> _Fragmento seleccionado_:
··········
Fulgores del Sagrario, un libro fruto de la experiencia ante Jesús Sacramentado en el confinamiento

(Una entrevista de Javier Navascués).-

Pedro Sinde es un escritor, licenciado en Filosofía y antiguo profesor. Actualmente es bibliotecario y archivero en la Congregación de las Siervas Franciscanas Reparadoras de Jesús Sacramentado, además de miembro de la Comisión Histórica de la Causa de Canonización de la hermana María de San Juan Evangelista.

Ha escrito varios libros de filosofía y hermenéutica de poetas portugueses. De entre sus obras publicadas, además del libro “Fulgores del Sagrario” (2021), destacan los siguientes títulos en portugués: “Tierra Lúcida: La Intimidad del Hombre con la Naturaleza” (2005), “La Montaña Mística – Cartas desde la Cárcel” (2007), “El Canto de los Seres: Nostalgia de la Naturaleza” (2008) y “Fulgores de Fátima: pensando el mensaje” (2017).

¿Cómo nace este libro Fulgores del Sagrario?

Había regresado a la Iglesia, después de muchos años fuera, y un día, entrando en una iglesia donde iba todos los días, he hecho lo que todos hacemos, aunque muchas veces sin conciencia: miré el sagrario, me arrodillé y me santigüé. En ese momento, mirando al sagrario, aún arrodillado, tuve una certeza nítida: el catolicismo es no apenas una religión incomparable con otras religiones, pero también incluso incomparable con otras formas de cristianismo, sea el protestantismo o, incluso, la ortodoxia. ¿Por qué? Pues, porque solo la Iglesia católica tiene a Dios presente en el sagrario de forma ininterrumpida. Los protestantes no tienen sacerdocio y, por eso, no tienen consagración eucarística; los ortodoxos, que sí tienen sacerdocio, no guardan, o lo hacen solo de modo circunstancial, al Señor en el sagrario y tampoco tienen adoración eucarística. Cuando entramos en una iglesia católica, estamos realmente en la casa de Dios, porque Él está ahí con Su presencia real y personal; pero si entramos en una mezquita, una sinagoga, un templo budista, lo que tenemos es un espacio, muchas veces bello, pero sin presencia real alguna. Cuando entramos en una iglesia católica, hay como una “diferencia ontológica”, un espacio no solo sagrado porque los hombres lo respectan como tal, pero sagrado porque la presencia de Dios en el sagrario lo sacraliza.

Un poco después de este episodio, he leído un libro sobre una mística extraordinaria, la beata Alexandrina, cuya misión dada por Dios ha sido, entre otras, vigilar los sagrarios. Esa lectura me ha impulsado también en la misma dirección. Finalmente, la circunstancia de la pandemia, me permitió frecuentar el sagrario de una capilla cerca de mi casa que ha estado abierta todos los días. En sentido estricto, el libro nació del convivio diario con el sagrario durante la pandemia, pero no sería posible sin aquella experiencia o sin el conocimiento de la Beata Alexandrina y su devoción a los sagrarios.
··········
> _Datos extraídos_:

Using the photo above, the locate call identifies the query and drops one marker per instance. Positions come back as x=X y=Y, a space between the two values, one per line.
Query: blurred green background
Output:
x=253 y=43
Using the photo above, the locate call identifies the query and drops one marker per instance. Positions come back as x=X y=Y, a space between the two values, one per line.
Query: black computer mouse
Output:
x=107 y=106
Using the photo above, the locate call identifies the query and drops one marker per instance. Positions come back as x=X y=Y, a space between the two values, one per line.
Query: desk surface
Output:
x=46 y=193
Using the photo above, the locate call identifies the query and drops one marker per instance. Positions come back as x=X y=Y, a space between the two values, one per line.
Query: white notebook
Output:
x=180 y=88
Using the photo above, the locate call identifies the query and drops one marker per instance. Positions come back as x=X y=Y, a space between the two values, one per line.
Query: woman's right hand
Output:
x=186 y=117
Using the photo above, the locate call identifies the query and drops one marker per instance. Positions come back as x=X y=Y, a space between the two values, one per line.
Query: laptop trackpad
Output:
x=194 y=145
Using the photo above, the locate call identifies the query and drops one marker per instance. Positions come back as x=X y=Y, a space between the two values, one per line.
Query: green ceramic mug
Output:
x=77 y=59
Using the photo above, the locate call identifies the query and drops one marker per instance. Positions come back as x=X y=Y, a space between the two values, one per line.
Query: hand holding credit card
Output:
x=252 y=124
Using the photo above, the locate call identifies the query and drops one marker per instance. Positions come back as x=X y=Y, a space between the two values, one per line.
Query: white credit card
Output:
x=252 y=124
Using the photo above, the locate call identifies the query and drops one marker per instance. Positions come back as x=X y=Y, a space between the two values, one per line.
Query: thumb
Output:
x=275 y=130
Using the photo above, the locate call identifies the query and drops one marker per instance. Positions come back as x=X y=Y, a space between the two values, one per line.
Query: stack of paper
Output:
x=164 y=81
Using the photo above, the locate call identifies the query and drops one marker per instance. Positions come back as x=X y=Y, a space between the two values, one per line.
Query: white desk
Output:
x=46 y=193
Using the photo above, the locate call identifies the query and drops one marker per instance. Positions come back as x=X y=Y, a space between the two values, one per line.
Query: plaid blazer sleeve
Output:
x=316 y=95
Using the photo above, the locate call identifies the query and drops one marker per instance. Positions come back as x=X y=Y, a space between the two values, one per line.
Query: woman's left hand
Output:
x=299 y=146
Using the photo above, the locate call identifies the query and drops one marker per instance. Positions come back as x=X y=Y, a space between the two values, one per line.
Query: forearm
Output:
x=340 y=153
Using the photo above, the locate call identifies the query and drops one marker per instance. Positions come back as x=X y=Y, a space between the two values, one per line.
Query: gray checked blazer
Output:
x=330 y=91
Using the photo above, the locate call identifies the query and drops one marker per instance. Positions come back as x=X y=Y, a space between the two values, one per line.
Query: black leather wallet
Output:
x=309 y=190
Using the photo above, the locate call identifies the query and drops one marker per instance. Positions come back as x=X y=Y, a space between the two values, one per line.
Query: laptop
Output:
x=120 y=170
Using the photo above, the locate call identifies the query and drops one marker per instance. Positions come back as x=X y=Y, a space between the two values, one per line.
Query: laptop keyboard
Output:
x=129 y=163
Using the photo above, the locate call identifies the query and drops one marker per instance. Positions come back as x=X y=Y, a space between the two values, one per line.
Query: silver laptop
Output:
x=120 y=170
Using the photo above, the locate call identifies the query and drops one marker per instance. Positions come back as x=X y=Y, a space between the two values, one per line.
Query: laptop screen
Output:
··········
> _Consigna_:
Di si cada afirmación concuerda con la entrevista sobre Fulgores del Sagrario. Responde sí o no y cita literalmente las palabras de la entrevista que lo deciden.
1. Pedro Sinde trabaja actualmente como bibliotecario y archivero.
2. Según el entrevistado, los ortodoxos no tienen sacerdocio.
3. El libro nació del convivio diario con el sagrario durante la pandemia.

> _Respuesta_:
1. Sí: «Actualmente es bibliotecario y archivero en la Congregación de las Siervas Franciscanas Reparadoras de Jesús Sacramentado».
2. No: «los ortodoxos, que sí tienen sacerdocio».
3. Sí: «el libro nació del convivio diario con el sagrario durante la pandemia».